→ **REQUIREMENTS**
Display each line below that contains the word "woman".

Coordinate annotation entries
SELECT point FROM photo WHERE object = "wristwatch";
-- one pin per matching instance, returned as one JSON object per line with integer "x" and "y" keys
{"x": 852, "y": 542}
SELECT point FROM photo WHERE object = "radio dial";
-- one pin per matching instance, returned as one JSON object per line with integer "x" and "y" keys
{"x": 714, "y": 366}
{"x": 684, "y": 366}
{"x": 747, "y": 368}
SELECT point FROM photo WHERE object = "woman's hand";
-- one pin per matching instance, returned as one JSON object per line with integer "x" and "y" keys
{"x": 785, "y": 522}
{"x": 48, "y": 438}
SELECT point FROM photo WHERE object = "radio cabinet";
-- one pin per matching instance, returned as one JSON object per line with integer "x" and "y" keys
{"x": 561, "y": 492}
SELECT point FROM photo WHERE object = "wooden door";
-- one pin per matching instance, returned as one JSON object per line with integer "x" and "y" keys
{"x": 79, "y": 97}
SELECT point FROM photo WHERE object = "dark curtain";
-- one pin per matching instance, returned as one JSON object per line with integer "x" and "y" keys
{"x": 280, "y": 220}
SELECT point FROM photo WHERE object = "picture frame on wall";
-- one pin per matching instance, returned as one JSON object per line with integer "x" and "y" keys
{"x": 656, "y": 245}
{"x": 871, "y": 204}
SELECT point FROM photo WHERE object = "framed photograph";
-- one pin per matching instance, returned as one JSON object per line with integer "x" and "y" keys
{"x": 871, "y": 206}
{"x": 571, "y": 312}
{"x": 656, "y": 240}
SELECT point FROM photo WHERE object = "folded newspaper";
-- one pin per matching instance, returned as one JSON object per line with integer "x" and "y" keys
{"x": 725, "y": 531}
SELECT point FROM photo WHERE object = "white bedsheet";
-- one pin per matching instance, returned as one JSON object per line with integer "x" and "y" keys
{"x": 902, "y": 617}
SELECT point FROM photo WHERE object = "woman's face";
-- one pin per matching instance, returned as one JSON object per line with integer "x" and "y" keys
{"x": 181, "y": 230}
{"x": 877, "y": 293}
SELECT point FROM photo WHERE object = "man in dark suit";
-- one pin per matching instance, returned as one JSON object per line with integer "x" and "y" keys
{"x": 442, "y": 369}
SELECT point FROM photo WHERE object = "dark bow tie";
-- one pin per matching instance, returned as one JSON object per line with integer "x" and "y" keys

→ **TASK RESPONSE**
SELECT point FROM photo WHERE object = "woman's hand";
SELECT point FROM photo WHERE object = "woman's face";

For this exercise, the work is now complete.